RECORD SET:
---

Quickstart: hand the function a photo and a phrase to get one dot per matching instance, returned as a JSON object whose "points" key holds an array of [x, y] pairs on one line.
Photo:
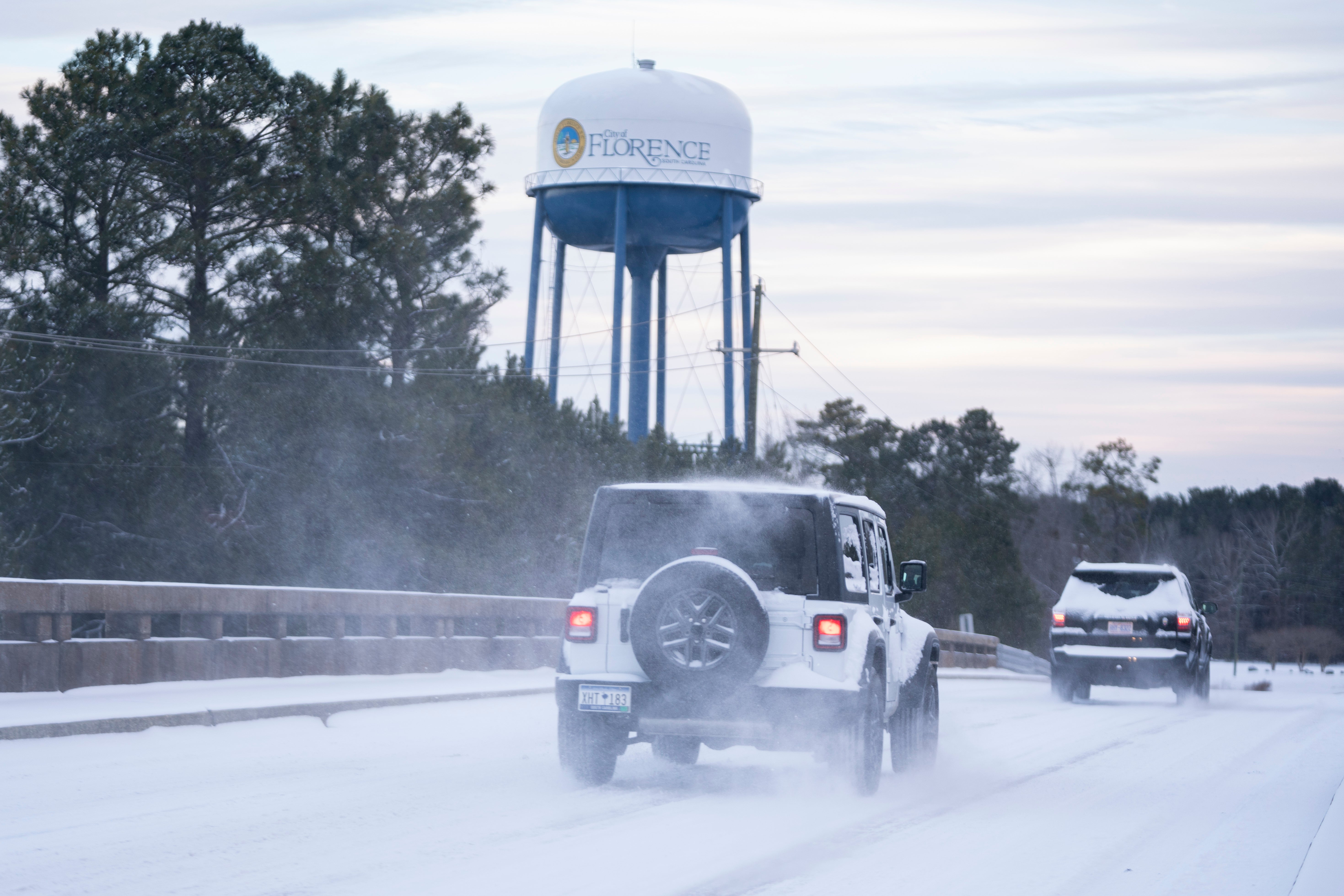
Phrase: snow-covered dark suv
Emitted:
{"points": [[737, 614], [1135, 625]]}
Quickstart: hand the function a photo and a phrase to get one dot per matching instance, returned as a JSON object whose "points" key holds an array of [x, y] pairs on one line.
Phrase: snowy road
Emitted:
{"points": [[1124, 794]]}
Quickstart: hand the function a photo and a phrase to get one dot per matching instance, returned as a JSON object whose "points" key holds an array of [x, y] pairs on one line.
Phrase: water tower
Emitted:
{"points": [[643, 163]]}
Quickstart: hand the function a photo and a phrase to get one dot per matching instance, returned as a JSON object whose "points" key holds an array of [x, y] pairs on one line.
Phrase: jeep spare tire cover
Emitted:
{"points": [[699, 628]]}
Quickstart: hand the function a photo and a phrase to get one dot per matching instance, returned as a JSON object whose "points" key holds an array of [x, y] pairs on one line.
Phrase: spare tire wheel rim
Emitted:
{"points": [[697, 629]]}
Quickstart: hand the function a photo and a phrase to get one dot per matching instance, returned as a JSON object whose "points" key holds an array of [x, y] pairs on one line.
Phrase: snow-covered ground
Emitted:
{"points": [[1123, 794]]}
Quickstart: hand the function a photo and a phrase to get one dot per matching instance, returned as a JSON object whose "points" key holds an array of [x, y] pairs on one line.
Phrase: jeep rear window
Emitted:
{"points": [[1124, 585], [773, 543]]}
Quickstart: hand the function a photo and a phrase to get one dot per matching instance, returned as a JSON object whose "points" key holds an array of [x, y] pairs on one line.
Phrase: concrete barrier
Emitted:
{"points": [[174, 632]]}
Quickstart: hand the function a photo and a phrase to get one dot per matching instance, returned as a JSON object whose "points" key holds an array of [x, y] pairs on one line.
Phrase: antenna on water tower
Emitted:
{"points": [[644, 163]]}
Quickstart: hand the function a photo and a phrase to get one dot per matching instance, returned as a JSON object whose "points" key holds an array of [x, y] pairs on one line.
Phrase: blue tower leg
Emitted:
{"points": [[642, 288], [745, 249], [557, 303], [662, 389], [618, 304], [538, 225], [726, 245]]}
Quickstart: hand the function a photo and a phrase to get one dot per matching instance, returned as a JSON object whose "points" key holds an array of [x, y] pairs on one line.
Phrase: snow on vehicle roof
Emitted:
{"points": [[763, 488], [1126, 568]]}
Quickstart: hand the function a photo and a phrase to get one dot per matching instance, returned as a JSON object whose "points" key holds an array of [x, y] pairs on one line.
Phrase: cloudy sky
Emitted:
{"points": [[1097, 220]]}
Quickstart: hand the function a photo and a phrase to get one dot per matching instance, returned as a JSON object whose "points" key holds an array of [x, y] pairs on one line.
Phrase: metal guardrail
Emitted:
{"points": [[964, 651], [1023, 662], [64, 635]]}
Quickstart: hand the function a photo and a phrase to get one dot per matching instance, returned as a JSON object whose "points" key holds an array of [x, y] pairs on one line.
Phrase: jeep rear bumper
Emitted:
{"points": [[767, 718]]}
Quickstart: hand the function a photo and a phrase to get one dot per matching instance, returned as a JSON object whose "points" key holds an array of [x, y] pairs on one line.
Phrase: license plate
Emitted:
{"points": [[605, 698]]}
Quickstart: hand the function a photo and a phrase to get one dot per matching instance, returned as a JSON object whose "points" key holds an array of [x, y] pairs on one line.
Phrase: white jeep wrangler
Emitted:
{"points": [[741, 614]]}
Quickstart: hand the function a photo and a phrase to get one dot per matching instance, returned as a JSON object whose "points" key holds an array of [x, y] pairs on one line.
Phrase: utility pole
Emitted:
{"points": [[756, 371], [752, 352]]}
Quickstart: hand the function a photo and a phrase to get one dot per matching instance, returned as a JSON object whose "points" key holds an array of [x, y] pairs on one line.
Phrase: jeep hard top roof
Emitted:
{"points": [[757, 488], [1140, 569]]}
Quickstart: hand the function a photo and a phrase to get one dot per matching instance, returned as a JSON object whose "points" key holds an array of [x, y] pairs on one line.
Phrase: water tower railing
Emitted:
{"points": [[663, 177]]}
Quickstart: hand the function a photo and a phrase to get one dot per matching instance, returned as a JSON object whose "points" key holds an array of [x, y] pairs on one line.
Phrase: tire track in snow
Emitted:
{"points": [[800, 858]]}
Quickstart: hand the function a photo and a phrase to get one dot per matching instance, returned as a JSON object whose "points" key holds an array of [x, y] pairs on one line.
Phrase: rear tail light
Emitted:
{"points": [[828, 633], [583, 625]]}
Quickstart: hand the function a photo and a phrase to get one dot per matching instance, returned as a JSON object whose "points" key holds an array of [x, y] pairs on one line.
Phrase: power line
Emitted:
{"points": [[827, 361], [354, 351], [64, 342]]}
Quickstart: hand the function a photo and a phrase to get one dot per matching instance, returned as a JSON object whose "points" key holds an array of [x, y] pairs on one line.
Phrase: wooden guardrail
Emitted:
{"points": [[61, 635]]}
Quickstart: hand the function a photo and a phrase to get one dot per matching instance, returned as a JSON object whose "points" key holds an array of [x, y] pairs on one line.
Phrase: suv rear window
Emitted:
{"points": [[773, 543], [1124, 585]]}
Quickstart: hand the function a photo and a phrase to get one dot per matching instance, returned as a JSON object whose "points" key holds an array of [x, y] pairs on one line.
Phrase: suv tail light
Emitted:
{"points": [[828, 633], [583, 625]]}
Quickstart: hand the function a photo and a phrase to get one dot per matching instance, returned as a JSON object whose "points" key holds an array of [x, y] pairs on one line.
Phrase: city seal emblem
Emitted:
{"points": [[569, 144]]}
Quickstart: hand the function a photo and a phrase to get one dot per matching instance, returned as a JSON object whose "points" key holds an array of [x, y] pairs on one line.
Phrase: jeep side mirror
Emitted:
{"points": [[914, 577]]}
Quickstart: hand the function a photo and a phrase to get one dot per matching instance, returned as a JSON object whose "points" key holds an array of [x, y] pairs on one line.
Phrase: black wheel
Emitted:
{"points": [[699, 631], [859, 754], [589, 748], [681, 751], [914, 727], [1183, 690], [1203, 684]]}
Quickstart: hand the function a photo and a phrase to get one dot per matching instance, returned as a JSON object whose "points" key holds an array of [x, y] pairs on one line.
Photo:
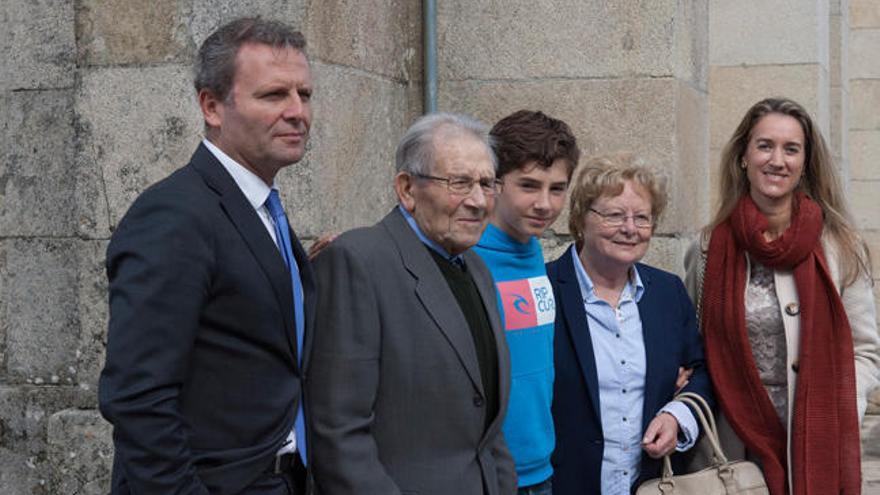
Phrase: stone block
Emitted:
{"points": [[865, 203], [734, 90], [208, 15], [864, 154], [131, 136], [93, 312], [864, 54], [38, 312], [838, 137], [379, 36], [80, 450], [741, 32], [864, 100], [345, 179], [38, 44], [524, 40], [864, 13], [638, 115], [131, 32], [24, 415], [37, 176], [838, 50]]}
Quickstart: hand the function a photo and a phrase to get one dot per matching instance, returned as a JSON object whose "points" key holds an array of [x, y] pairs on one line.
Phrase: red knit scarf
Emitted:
{"points": [[825, 432]]}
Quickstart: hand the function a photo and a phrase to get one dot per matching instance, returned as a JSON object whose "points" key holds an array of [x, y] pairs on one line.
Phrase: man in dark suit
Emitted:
{"points": [[211, 294], [410, 372]]}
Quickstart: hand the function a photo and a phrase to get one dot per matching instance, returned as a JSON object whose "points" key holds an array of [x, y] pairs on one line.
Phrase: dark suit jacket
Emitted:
{"points": [[201, 380], [671, 340], [394, 389]]}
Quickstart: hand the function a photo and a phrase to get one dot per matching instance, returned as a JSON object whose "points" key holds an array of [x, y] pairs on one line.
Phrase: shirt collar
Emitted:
{"points": [[426, 240], [255, 190], [633, 290]]}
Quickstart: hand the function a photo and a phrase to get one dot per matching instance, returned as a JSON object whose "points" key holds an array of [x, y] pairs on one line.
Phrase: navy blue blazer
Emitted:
{"points": [[201, 381], [671, 340]]}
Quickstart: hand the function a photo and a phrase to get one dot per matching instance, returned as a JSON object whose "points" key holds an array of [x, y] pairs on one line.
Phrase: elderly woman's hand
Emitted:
{"points": [[661, 436]]}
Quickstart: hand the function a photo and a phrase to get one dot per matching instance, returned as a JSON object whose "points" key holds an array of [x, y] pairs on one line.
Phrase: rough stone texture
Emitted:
{"points": [[864, 54], [24, 414], [345, 32], [524, 39], [37, 43], [39, 310], [132, 135], [637, 115], [865, 203], [734, 89], [864, 100], [742, 32], [36, 163], [80, 451], [208, 15], [864, 147], [132, 32], [864, 13], [345, 180]]}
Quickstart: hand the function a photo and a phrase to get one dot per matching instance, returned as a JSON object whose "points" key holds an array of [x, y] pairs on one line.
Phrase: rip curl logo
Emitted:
{"points": [[527, 302]]}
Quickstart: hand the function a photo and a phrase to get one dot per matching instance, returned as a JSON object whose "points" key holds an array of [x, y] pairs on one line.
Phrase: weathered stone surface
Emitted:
{"points": [[38, 45], [743, 31], [208, 15], [379, 36], [80, 451], [345, 180], [864, 100], [638, 115], [838, 50], [864, 13], [864, 54], [522, 39], [864, 147], [37, 174], [132, 135], [865, 203], [93, 313], [735, 89], [39, 310], [132, 32], [24, 414]]}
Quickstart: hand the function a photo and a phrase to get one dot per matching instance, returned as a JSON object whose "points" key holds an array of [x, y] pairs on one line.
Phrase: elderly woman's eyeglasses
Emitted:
{"points": [[616, 219], [463, 185]]}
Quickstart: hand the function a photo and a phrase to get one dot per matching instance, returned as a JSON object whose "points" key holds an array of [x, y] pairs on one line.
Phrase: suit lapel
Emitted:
{"points": [[578, 328], [650, 305], [253, 232], [434, 294]]}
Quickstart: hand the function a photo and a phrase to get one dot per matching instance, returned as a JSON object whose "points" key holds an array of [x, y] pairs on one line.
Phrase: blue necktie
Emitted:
{"points": [[282, 234]]}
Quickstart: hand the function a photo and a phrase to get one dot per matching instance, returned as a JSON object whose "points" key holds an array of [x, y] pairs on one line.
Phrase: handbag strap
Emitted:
{"points": [[704, 414]]}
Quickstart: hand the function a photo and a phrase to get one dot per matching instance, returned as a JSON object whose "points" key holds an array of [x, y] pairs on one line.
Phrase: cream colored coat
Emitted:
{"points": [[858, 301]]}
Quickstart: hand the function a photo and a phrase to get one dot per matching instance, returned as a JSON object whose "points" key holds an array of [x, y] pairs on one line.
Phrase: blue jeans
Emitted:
{"points": [[542, 488]]}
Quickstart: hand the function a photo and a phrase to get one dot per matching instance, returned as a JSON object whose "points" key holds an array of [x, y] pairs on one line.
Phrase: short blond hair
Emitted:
{"points": [[606, 175]]}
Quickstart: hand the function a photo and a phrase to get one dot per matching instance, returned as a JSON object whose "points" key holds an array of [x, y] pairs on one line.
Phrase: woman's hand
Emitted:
{"points": [[661, 436]]}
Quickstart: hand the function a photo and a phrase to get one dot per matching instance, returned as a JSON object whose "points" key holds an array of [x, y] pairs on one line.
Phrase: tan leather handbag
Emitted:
{"points": [[722, 477]]}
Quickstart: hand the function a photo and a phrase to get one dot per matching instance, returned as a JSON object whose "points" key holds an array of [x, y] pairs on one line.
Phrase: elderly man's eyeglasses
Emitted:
{"points": [[616, 219], [462, 185]]}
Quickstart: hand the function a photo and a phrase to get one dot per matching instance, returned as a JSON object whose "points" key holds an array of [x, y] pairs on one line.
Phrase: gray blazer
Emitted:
{"points": [[396, 400]]}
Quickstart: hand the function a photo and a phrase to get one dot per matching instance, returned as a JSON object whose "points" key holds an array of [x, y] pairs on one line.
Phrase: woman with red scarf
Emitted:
{"points": [[782, 281]]}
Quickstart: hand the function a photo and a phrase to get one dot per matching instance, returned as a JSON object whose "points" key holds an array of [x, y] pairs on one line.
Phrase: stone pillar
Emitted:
{"points": [[625, 76]]}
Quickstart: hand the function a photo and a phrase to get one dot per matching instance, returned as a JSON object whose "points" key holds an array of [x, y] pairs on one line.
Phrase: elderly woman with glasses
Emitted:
{"points": [[625, 332]]}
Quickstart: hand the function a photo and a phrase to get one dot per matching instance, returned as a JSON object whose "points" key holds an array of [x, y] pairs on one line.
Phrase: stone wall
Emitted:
{"points": [[96, 103]]}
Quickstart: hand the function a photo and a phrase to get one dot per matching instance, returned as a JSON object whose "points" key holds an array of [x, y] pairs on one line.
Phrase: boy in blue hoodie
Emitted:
{"points": [[537, 155]]}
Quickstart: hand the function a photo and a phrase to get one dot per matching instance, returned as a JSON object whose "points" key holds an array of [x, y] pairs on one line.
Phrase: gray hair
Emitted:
{"points": [[215, 61], [415, 152]]}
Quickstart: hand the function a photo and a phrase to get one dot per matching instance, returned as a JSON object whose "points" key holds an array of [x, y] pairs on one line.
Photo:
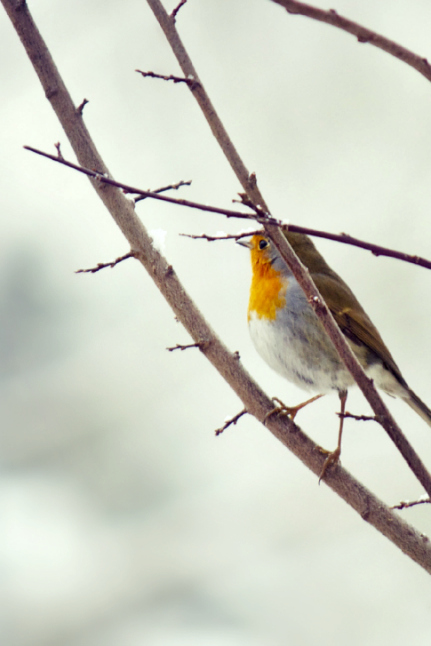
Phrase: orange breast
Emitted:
{"points": [[267, 293]]}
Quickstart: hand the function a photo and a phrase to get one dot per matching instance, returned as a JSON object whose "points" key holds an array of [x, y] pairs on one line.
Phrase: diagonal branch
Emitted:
{"points": [[344, 238], [300, 272], [363, 34], [257, 403]]}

---

INSTRUCTIONS TO FOLLOW: List every line in the records that contains the string "woman". Case counts, so match capital and lowercase letters exactly.

ANSWER FOR THIS EXERCISE:
Phrase: elderly woman's hand
Phrase: elderly woman's eyeglasses
Phrase: woman's hand
Phrase: woman with red scarf
Phrase: elderly woman with glasses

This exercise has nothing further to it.